--- start ---

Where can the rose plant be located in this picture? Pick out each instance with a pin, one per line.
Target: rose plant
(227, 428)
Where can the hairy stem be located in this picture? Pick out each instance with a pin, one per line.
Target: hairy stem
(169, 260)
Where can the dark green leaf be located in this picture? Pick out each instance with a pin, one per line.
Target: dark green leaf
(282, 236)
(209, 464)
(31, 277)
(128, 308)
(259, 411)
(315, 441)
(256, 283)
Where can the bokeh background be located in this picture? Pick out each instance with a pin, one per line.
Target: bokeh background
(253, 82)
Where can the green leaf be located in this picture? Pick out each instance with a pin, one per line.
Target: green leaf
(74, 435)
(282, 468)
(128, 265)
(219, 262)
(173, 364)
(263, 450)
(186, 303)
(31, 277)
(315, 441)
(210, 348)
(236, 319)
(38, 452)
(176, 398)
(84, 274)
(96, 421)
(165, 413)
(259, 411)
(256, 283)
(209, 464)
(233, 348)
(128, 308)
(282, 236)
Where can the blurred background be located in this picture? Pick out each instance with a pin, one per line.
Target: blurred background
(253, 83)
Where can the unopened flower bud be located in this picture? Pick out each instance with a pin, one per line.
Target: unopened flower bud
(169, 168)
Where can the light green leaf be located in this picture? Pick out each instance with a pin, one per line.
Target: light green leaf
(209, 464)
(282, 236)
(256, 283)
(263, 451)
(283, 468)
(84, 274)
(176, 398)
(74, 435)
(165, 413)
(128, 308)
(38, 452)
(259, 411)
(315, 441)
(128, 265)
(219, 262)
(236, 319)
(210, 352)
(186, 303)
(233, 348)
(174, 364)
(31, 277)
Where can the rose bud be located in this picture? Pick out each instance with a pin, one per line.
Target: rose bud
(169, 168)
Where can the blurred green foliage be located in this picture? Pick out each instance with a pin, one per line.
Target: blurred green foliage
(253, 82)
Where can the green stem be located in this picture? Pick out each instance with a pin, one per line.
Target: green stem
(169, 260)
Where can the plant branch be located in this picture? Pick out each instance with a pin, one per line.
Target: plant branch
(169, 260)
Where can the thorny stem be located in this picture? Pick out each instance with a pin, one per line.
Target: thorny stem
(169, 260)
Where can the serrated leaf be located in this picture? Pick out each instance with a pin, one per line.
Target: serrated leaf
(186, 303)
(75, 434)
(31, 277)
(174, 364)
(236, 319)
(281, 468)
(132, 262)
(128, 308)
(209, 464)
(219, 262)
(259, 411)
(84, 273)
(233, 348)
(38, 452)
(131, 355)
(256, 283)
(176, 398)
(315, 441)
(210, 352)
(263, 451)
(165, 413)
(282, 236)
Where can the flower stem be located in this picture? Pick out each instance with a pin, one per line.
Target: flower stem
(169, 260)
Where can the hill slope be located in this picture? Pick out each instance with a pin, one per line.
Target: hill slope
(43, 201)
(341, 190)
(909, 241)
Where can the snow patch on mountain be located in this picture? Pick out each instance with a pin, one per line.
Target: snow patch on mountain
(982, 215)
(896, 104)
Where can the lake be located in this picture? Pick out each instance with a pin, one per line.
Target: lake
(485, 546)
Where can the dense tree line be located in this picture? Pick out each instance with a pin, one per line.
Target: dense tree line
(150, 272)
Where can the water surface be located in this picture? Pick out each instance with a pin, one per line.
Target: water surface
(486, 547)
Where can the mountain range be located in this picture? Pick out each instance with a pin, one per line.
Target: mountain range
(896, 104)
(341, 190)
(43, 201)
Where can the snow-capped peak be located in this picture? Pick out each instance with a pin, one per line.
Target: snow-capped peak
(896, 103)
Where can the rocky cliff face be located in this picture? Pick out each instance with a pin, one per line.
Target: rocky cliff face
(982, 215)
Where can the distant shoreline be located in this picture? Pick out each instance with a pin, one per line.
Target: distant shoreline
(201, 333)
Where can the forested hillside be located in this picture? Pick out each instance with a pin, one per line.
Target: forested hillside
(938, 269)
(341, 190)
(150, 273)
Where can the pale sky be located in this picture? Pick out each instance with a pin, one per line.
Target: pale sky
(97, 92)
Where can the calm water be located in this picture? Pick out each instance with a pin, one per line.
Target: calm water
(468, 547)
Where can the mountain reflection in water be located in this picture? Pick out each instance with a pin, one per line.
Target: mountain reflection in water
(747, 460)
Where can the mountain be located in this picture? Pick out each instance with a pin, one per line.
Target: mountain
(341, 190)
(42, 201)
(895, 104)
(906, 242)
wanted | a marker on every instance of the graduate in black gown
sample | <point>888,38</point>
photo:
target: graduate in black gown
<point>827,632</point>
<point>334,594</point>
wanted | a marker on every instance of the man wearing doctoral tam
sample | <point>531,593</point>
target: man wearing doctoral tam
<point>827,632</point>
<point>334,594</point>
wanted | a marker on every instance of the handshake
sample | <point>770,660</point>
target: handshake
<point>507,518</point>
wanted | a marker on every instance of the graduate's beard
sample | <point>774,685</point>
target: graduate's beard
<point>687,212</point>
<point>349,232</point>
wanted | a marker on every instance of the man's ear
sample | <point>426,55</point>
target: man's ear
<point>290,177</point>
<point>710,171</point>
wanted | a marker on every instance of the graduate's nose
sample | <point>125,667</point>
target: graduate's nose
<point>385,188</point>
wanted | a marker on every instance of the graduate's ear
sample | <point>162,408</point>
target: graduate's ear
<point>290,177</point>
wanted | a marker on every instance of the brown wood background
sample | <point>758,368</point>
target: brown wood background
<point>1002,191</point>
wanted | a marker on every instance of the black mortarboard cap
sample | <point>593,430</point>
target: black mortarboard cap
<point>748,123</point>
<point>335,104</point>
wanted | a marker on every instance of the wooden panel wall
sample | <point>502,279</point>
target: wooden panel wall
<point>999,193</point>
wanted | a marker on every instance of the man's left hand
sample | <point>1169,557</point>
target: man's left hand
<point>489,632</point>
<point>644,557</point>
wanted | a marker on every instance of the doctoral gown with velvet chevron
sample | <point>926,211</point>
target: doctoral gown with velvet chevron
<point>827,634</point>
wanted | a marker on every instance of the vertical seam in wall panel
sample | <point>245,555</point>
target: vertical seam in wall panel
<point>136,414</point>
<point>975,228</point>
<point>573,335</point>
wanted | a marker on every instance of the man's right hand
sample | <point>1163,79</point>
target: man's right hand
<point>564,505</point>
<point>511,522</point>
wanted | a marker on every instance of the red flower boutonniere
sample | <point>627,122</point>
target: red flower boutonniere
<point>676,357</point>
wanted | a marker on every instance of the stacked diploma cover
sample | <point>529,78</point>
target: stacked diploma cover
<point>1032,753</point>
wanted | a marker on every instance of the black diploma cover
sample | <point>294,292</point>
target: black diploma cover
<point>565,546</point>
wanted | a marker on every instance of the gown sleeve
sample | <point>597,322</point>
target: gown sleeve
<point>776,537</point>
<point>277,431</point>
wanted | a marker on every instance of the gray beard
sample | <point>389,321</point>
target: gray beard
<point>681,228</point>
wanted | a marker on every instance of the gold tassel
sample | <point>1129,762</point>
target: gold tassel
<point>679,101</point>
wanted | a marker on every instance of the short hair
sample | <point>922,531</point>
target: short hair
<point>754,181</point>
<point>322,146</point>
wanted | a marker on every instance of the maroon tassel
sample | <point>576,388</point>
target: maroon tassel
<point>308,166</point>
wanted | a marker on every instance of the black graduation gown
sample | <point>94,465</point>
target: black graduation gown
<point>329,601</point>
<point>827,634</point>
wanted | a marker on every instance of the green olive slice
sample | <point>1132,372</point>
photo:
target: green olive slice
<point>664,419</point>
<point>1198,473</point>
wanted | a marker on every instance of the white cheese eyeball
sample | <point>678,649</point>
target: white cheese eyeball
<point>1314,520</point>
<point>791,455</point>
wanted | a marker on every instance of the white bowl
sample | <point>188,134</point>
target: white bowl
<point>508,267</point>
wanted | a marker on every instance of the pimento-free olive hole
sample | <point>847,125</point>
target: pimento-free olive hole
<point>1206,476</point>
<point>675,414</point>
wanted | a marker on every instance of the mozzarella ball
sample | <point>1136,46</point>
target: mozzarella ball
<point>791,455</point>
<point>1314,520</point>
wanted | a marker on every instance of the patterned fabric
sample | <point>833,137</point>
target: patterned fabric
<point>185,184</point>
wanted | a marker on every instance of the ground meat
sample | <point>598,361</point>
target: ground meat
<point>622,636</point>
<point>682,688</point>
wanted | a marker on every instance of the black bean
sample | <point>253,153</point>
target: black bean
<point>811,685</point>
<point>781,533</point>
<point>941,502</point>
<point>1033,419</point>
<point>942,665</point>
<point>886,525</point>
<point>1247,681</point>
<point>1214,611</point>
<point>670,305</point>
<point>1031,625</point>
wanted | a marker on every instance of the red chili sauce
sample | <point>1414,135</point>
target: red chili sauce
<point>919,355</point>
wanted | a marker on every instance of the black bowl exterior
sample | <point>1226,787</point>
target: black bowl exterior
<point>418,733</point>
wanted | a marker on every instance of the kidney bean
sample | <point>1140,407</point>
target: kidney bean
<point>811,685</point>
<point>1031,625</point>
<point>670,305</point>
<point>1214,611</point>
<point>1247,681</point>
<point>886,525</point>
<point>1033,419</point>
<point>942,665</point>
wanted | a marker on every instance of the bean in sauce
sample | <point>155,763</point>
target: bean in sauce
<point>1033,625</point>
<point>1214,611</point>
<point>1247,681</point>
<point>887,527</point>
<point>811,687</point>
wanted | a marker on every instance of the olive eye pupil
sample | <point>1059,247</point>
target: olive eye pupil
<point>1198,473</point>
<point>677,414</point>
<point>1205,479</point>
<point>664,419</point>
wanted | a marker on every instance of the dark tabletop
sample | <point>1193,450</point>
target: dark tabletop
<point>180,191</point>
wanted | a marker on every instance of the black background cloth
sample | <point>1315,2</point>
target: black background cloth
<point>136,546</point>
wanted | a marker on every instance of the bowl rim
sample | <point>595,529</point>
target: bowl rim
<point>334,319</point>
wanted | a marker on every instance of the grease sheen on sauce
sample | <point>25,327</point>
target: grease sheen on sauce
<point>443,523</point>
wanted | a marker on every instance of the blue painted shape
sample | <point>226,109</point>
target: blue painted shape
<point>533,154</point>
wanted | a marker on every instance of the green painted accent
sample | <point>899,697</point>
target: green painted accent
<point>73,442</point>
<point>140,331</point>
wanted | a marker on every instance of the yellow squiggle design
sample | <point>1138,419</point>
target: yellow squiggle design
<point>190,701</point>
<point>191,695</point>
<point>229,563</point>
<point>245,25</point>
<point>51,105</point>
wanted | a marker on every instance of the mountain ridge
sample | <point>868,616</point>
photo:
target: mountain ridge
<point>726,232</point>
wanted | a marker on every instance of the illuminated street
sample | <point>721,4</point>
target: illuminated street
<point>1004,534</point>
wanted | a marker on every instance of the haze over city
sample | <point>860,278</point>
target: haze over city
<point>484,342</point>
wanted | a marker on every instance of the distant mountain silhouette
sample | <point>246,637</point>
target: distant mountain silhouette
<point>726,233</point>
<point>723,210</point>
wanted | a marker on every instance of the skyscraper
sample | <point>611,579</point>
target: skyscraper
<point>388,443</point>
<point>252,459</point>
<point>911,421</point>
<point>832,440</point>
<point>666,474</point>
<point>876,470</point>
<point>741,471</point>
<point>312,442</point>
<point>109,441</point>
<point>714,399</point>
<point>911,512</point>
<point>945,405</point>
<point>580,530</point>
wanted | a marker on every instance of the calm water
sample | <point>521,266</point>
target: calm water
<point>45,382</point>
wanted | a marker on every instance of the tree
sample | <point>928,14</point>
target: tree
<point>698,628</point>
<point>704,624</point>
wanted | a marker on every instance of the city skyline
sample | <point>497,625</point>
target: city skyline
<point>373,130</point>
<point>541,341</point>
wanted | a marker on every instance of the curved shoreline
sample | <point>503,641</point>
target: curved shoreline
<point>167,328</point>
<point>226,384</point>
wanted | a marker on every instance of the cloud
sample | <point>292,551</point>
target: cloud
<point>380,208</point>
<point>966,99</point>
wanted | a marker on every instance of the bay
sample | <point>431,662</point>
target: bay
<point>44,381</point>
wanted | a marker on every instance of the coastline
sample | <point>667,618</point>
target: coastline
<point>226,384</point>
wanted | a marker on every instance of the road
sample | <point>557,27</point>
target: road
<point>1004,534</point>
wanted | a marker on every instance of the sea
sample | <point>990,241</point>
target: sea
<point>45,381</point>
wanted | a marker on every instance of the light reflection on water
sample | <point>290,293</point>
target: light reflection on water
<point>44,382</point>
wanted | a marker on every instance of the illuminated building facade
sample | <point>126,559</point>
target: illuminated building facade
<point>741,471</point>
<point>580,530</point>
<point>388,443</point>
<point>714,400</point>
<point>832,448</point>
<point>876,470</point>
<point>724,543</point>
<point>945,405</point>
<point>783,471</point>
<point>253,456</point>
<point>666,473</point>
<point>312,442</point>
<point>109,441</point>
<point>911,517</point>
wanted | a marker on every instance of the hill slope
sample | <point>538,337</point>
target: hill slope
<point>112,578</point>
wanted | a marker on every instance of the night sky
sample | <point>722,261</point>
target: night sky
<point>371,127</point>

--- end ---

# Instruction:
Copy everything from the line containing "wanted | a marker on every instance of the graduate's ear" down to the line containing "<point>999,193</point>" in the records above, keeping each line exactly as it is.

# Task answer:
wanted | a marker on every instance of the graduate's ear
sample | <point>162,408</point>
target: graduate's ear
<point>290,177</point>
wanted | a marker on every instance of the brown wood background
sample | <point>758,368</point>
target: brown wood background
<point>1002,191</point>
wanted | a marker on every instance of the black mortarboard cap
sample | <point>593,430</point>
target: black mortarboard cap
<point>748,123</point>
<point>335,104</point>
wanted | a marker on every instance of the wooden panel wall
sample | <point>502,279</point>
target: wooden panel wall
<point>999,193</point>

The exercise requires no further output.